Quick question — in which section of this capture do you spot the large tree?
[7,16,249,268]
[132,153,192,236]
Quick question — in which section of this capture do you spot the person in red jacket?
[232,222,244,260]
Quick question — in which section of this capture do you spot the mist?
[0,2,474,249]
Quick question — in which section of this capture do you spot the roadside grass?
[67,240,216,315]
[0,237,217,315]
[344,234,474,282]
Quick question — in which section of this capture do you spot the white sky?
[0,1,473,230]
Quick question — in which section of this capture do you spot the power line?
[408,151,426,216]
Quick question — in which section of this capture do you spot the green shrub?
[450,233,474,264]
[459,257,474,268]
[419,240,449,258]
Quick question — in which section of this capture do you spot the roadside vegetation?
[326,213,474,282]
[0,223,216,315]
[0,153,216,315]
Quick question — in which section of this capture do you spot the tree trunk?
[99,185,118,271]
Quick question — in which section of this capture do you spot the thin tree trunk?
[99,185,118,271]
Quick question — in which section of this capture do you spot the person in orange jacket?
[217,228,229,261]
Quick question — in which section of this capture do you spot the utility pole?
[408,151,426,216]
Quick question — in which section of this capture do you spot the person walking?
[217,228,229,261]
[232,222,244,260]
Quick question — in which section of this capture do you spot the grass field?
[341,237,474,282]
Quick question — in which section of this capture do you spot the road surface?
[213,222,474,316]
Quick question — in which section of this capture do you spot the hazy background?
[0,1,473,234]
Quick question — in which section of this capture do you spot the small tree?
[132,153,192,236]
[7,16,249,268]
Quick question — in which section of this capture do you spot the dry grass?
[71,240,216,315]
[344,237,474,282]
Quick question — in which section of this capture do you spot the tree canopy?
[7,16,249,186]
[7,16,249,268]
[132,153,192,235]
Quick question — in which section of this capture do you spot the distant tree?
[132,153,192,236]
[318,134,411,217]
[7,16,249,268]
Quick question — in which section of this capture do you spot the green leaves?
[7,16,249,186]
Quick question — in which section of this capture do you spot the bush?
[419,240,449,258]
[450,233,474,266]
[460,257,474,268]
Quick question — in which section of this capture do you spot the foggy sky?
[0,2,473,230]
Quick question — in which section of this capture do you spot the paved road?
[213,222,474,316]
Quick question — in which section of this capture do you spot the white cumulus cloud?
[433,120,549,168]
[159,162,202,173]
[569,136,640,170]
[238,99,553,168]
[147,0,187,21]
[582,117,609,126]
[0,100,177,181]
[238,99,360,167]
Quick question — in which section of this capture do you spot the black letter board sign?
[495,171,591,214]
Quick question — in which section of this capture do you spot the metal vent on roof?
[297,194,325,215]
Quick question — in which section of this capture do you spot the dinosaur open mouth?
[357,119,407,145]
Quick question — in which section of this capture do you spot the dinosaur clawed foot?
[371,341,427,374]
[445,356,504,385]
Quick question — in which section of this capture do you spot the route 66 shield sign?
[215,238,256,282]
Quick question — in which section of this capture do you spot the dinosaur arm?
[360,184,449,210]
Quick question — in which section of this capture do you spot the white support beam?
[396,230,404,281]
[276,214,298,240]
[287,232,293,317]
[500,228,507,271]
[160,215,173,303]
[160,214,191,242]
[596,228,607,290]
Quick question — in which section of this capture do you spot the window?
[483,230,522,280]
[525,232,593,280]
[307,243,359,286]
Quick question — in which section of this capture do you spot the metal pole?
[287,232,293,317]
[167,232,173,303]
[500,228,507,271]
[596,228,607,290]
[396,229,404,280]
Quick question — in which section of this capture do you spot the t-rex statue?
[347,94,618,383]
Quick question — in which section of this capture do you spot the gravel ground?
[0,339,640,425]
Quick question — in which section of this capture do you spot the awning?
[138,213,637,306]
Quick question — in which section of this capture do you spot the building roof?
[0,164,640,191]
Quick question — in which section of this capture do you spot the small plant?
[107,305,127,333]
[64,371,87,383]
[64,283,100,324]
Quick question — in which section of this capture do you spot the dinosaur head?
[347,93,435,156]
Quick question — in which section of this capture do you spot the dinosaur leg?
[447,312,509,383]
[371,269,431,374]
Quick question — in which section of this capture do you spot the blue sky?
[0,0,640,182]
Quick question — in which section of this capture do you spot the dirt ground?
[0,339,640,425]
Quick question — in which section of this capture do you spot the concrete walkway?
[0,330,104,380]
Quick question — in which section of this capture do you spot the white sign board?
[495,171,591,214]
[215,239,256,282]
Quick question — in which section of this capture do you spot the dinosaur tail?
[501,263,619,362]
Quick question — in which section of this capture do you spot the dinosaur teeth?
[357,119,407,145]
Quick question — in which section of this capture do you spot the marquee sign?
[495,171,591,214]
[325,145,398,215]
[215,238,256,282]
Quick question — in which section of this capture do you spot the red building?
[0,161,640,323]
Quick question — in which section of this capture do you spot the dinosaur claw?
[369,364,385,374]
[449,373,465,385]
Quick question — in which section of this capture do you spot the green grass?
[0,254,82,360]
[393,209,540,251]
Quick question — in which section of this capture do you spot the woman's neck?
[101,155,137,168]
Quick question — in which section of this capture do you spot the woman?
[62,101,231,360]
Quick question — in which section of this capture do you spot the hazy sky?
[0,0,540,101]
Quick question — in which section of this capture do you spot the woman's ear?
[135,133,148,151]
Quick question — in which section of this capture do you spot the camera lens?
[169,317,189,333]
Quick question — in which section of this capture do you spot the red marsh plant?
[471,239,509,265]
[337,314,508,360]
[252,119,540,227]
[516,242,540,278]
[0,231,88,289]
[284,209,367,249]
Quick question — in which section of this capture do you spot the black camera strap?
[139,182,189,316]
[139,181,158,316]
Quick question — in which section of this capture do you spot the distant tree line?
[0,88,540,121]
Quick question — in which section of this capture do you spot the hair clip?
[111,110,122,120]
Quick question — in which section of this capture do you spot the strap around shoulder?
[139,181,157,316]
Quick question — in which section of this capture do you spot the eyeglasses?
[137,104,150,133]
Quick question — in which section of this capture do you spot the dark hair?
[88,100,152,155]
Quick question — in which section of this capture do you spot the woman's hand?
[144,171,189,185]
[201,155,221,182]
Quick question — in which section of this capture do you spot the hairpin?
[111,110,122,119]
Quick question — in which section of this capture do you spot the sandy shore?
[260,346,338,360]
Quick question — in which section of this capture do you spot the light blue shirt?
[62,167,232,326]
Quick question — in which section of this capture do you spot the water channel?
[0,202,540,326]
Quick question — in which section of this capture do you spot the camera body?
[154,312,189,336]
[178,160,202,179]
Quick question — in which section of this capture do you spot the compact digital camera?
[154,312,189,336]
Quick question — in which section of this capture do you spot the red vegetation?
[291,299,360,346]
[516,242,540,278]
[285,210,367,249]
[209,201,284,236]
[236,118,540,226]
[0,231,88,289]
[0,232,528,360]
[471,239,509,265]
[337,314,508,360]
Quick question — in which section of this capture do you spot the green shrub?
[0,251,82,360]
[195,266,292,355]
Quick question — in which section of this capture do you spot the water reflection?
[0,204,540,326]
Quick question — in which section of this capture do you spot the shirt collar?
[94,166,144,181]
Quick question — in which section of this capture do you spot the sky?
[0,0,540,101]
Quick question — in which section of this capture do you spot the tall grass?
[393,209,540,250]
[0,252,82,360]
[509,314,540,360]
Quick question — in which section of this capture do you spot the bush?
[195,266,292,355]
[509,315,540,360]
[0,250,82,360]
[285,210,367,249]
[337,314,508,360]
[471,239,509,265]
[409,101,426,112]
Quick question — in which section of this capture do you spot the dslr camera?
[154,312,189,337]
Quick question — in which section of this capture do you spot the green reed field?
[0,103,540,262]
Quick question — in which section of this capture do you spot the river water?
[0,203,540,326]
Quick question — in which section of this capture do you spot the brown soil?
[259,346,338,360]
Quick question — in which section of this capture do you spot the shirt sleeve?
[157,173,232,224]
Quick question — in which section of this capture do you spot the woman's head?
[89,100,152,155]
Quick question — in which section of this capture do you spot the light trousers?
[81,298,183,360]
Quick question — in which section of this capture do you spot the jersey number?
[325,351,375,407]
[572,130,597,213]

> [Short task]: Copy out everything from the line containing "the dinosaur head?" down to the line containing "[0,161,640,323]", both of those lines included, with no changes.

> [Output]:
Quick question — in which section of this capture do you spot the dinosaur head?
[347,93,435,156]
Quick question — in which section of this capture do you spot the dinosaur leg?
[447,312,509,383]
[371,269,431,374]
Quick question — in which section of this capture do you spot the blue sky?
[0,0,640,182]
Quick question — in which section of this capture do you spot the dirt ground?
[0,339,640,425]
Quick question — in which section of this capture do you spot the concrete walkway?
[0,330,104,380]
Quick question — in which section of this capture do you spot the white sign board?
[495,171,591,214]
[215,239,256,282]
Quick question — in which section of this capture do you spot the dinosaur tail?
[501,263,619,362]
Quick question — in which section of this capture do you spot the dinosaur teeth?
[357,119,407,145]
Quick question — in which section of this capture do you spot the marquee sign?
[495,171,591,214]
[325,145,398,215]
[215,238,256,282]
Quick question — in which section of this capture do you spot the red building?
[0,161,640,323]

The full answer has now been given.